- [REQUIRED TASK]
Count the lines in the material below that contain the string "pole", matching case exactly, and reply with the number alone.

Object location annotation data
☆ ☆ ☆ ☆ ☆
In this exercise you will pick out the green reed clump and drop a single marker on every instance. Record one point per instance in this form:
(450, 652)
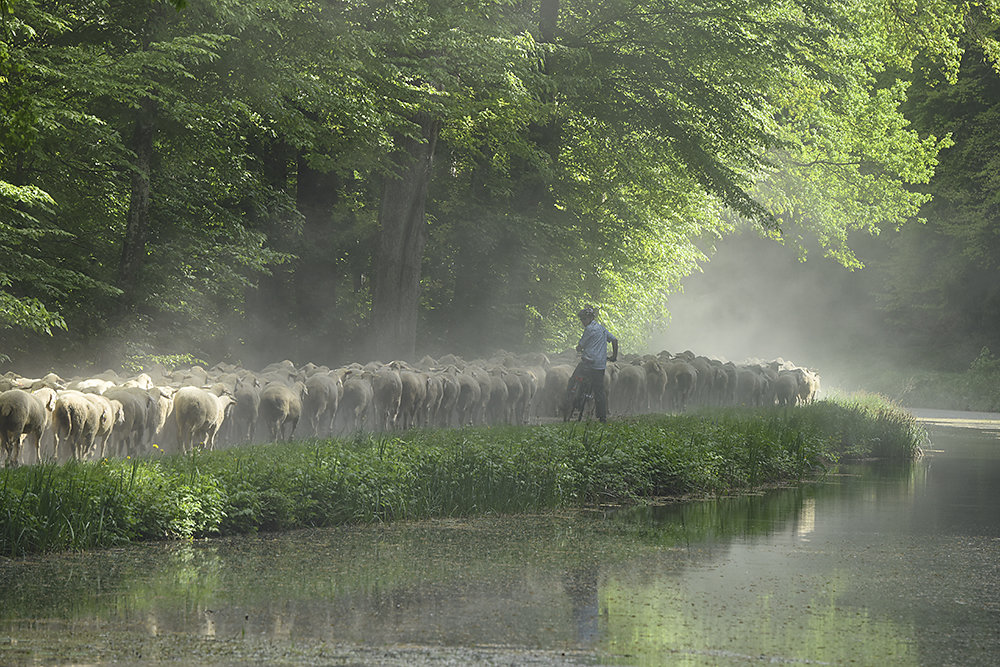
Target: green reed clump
(436, 473)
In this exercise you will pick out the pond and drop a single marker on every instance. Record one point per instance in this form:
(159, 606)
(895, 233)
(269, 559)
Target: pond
(872, 565)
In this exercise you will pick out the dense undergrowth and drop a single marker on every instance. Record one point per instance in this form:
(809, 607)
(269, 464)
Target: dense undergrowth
(433, 473)
(974, 388)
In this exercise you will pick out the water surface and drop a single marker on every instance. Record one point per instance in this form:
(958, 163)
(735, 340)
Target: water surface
(871, 565)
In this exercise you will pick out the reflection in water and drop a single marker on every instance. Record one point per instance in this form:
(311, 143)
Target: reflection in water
(874, 565)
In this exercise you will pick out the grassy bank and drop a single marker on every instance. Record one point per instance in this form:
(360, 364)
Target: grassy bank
(423, 474)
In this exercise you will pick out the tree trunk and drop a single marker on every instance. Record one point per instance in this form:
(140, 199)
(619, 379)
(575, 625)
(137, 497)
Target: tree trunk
(402, 235)
(137, 223)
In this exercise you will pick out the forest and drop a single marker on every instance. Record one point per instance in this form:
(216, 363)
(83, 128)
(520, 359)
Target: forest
(340, 180)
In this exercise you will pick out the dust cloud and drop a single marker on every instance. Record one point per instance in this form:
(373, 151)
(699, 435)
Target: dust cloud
(756, 300)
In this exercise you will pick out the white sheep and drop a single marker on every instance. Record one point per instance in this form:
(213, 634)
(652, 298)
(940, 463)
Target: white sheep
(199, 414)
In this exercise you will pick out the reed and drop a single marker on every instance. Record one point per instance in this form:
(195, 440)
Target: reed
(435, 473)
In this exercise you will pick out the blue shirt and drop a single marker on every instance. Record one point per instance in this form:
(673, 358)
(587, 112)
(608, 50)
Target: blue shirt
(594, 344)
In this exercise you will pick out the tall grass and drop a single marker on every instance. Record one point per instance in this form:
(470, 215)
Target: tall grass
(435, 473)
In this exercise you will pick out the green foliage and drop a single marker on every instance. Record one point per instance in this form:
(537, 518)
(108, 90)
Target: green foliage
(595, 162)
(435, 473)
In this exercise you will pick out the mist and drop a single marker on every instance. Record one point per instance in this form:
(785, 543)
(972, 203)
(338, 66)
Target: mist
(755, 299)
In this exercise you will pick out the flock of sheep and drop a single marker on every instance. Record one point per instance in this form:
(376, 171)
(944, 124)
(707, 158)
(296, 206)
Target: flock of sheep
(112, 415)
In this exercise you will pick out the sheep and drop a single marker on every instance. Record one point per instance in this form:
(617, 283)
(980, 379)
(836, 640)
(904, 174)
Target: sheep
(323, 392)
(281, 408)
(76, 421)
(21, 413)
(199, 415)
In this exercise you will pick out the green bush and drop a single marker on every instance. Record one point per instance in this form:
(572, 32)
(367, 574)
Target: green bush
(433, 473)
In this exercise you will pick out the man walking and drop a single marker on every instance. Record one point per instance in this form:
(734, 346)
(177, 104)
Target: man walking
(593, 346)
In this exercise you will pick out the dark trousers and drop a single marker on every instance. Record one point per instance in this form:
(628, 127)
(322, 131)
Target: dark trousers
(594, 384)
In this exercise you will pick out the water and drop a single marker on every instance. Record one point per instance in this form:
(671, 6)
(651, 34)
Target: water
(874, 565)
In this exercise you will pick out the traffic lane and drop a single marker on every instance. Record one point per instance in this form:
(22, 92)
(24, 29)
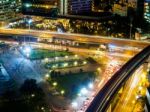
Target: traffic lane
(76, 37)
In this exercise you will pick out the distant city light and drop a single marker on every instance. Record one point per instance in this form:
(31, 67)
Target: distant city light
(75, 63)
(90, 85)
(65, 64)
(27, 50)
(54, 83)
(32, 95)
(46, 59)
(66, 57)
(62, 92)
(74, 104)
(84, 62)
(47, 76)
(28, 5)
(76, 56)
(30, 21)
(84, 91)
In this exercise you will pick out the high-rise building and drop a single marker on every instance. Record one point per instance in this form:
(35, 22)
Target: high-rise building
(79, 6)
(8, 10)
(63, 7)
(40, 7)
(147, 11)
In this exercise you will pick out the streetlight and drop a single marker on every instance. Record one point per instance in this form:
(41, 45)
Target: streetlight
(29, 23)
(131, 20)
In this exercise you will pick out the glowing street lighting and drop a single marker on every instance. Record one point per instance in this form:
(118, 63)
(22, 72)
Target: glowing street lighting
(65, 64)
(62, 92)
(47, 76)
(56, 58)
(90, 85)
(74, 104)
(32, 95)
(46, 59)
(140, 88)
(84, 91)
(27, 50)
(66, 57)
(84, 62)
(54, 83)
(76, 56)
(75, 63)
(28, 5)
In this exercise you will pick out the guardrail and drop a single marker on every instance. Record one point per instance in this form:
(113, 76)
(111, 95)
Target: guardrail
(103, 99)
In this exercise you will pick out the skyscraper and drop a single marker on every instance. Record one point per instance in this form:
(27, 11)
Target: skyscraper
(79, 6)
(40, 7)
(8, 11)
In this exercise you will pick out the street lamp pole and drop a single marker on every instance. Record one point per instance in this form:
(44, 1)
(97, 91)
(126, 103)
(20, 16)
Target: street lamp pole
(131, 19)
(29, 23)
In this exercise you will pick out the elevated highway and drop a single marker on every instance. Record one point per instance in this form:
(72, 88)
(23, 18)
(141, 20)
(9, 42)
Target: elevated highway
(76, 37)
(106, 94)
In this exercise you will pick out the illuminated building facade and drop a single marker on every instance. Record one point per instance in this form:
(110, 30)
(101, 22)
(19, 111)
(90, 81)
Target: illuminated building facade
(63, 7)
(79, 6)
(40, 7)
(8, 10)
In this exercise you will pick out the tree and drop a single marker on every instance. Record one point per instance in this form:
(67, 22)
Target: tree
(34, 94)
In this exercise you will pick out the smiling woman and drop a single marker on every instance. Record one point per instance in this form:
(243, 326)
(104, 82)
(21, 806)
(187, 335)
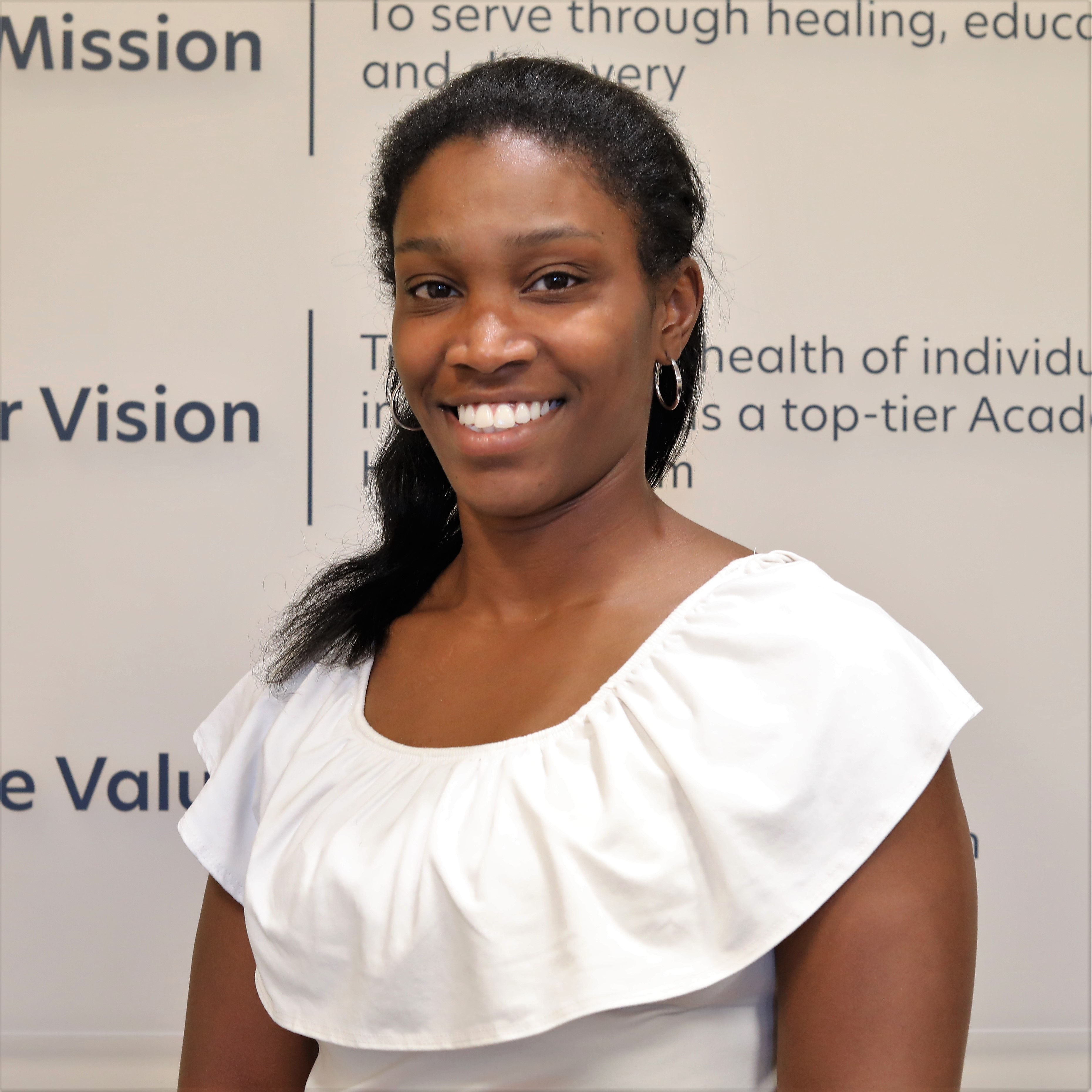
☆ ☆ ☆ ☆ ☆
- [FINISHED ANSWER]
2